**WHAT YOU ARE ASKED TO DO**
Can you copy word for word the part of the listing that runs from the line with "In this photo, where can the person" to its last line, with both of those lines included?
===== EXTRACTED DATA
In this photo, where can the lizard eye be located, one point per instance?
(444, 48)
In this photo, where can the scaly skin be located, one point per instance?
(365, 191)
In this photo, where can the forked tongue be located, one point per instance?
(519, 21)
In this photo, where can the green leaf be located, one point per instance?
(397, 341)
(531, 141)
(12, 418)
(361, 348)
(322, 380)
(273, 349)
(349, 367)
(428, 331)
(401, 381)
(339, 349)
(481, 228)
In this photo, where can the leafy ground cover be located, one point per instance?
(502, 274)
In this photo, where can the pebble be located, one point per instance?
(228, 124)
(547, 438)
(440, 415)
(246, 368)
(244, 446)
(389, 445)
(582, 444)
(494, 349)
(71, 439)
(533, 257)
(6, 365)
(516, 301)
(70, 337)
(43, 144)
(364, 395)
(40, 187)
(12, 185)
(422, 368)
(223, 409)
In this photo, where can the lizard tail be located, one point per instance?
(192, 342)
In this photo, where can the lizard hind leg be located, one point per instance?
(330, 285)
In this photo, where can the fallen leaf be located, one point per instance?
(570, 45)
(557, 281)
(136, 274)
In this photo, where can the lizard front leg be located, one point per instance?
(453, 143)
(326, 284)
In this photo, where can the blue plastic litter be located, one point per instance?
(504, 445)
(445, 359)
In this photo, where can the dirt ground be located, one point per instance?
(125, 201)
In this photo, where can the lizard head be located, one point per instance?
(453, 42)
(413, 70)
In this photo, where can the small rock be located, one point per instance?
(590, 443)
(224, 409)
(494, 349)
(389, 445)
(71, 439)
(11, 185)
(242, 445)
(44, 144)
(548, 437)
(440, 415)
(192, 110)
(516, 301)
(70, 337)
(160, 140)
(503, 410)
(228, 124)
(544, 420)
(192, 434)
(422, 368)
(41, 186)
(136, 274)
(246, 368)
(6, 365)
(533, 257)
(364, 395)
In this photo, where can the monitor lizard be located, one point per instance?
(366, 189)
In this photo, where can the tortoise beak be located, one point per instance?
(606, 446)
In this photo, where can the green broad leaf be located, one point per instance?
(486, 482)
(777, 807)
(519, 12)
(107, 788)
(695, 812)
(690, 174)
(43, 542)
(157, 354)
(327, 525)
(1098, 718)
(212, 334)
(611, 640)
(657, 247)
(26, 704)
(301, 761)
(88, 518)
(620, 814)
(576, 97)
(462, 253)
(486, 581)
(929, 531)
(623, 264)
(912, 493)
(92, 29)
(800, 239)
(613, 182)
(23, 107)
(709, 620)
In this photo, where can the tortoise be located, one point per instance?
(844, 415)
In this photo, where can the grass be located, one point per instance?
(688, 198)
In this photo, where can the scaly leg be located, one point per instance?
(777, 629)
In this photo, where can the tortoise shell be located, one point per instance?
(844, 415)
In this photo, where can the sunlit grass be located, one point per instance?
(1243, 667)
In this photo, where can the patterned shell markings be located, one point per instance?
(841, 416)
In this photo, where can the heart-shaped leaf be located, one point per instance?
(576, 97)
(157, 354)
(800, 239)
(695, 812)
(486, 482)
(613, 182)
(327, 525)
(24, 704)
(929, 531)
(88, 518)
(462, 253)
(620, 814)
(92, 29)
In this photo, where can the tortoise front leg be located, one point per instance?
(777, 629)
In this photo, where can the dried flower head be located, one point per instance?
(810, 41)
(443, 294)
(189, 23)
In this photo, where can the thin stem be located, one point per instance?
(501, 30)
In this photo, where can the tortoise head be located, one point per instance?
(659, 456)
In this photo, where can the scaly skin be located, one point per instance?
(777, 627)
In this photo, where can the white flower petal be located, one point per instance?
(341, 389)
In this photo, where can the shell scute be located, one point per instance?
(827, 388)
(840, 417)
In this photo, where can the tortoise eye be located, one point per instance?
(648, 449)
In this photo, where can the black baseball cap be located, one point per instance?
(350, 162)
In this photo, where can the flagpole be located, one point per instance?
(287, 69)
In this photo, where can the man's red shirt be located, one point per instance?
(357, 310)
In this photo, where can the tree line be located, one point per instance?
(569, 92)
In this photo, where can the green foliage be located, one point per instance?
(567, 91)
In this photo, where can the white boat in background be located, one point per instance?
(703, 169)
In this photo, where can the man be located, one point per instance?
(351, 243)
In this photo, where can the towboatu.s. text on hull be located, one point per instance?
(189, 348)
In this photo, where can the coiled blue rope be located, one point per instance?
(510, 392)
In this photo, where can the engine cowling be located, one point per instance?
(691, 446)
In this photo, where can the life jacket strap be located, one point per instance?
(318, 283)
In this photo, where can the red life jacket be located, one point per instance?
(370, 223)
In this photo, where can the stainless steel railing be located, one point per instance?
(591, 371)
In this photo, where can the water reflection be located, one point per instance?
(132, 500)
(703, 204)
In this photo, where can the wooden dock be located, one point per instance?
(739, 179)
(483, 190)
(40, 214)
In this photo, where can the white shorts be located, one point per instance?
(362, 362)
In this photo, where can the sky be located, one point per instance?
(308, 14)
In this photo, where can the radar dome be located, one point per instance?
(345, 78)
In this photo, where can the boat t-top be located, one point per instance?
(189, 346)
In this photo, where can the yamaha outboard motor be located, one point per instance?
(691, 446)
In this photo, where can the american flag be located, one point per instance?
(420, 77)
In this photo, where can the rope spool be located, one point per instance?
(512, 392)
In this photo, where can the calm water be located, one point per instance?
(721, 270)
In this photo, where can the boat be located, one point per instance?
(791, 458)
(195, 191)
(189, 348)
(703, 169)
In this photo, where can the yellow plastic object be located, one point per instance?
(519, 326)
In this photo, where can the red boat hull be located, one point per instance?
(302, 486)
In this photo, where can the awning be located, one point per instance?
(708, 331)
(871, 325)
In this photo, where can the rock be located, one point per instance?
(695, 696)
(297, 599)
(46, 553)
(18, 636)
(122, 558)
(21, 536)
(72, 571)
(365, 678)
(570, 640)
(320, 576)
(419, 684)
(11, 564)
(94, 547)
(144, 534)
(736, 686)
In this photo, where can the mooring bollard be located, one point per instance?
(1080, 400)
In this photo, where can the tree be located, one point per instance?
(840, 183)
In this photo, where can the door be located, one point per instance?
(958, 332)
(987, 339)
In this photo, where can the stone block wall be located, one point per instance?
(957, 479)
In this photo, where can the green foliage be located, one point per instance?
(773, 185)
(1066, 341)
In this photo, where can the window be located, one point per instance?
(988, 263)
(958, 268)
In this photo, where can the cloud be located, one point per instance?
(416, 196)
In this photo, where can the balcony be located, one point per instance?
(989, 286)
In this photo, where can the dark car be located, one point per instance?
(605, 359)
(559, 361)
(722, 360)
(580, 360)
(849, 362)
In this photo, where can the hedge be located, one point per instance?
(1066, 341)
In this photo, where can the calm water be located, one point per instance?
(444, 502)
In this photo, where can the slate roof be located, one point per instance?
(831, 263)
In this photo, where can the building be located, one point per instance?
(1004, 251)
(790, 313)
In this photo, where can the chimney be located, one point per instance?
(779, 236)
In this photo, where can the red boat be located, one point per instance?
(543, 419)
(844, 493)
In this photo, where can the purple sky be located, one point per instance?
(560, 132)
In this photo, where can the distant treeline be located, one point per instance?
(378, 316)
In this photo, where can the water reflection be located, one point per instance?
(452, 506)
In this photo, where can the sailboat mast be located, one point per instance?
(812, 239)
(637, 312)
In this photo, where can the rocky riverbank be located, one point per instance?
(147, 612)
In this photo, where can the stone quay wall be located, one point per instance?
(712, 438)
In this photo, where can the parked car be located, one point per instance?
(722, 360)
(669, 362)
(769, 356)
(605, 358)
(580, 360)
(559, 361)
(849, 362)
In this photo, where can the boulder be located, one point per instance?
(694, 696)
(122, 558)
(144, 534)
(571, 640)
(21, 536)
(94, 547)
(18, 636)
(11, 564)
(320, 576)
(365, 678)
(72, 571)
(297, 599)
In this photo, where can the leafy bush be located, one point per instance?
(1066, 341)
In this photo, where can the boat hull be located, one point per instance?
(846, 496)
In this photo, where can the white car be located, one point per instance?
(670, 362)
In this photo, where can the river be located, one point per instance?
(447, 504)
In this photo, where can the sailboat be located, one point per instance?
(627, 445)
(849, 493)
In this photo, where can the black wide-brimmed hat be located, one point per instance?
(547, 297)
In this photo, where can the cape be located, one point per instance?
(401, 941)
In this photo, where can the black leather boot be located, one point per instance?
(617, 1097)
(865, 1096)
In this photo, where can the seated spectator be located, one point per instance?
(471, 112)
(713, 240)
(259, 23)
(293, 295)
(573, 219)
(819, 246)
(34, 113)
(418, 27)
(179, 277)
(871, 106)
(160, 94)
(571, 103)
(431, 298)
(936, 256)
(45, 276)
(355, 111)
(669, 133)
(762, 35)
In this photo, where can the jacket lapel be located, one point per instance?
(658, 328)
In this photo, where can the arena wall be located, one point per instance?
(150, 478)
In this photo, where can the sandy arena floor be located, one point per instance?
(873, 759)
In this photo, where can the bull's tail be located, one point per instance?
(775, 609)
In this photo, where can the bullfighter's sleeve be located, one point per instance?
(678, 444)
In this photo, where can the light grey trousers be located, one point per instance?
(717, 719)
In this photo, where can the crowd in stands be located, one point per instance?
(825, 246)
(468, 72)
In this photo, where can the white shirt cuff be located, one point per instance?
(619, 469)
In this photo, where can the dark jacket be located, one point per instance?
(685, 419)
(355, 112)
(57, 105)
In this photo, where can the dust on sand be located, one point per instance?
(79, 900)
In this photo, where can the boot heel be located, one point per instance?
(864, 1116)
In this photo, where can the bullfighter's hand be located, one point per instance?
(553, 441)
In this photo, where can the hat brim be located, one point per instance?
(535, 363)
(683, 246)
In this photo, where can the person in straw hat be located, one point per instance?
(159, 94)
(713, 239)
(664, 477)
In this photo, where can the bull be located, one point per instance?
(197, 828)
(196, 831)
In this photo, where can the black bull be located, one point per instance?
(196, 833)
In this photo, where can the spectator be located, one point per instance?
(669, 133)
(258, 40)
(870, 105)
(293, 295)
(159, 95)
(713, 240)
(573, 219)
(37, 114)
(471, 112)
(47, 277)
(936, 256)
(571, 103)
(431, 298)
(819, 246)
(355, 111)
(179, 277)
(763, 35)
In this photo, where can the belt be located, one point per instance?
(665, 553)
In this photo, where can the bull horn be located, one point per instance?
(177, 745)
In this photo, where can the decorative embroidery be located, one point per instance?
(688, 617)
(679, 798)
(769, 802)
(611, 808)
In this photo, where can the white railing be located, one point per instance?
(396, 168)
==========
**FULL RESPONSE**
In this photo, where can the person in straw hat be located, one point per instance?
(159, 94)
(713, 239)
(664, 477)
In this photo, where can the bull be located, one point per instance?
(197, 828)
(196, 831)
In this photo, where can the black bull be located, one point per instance?
(196, 833)
In this photo, where can the spectator be located, one point per instance?
(669, 133)
(258, 40)
(870, 105)
(293, 295)
(159, 95)
(713, 240)
(573, 219)
(37, 114)
(471, 112)
(47, 277)
(936, 256)
(571, 103)
(431, 298)
(819, 246)
(355, 111)
(179, 277)
(763, 35)
In this photo, where can the belt be located, one point per instance?
(665, 553)
In this photo, where can the bull horn be located, one point per instance?
(177, 745)
In this photo, where can the decorative embroidery be located, one point per instance?
(688, 617)
(679, 798)
(769, 802)
(611, 808)
In this photo, where can the white railing be located, one point per instance?
(396, 168)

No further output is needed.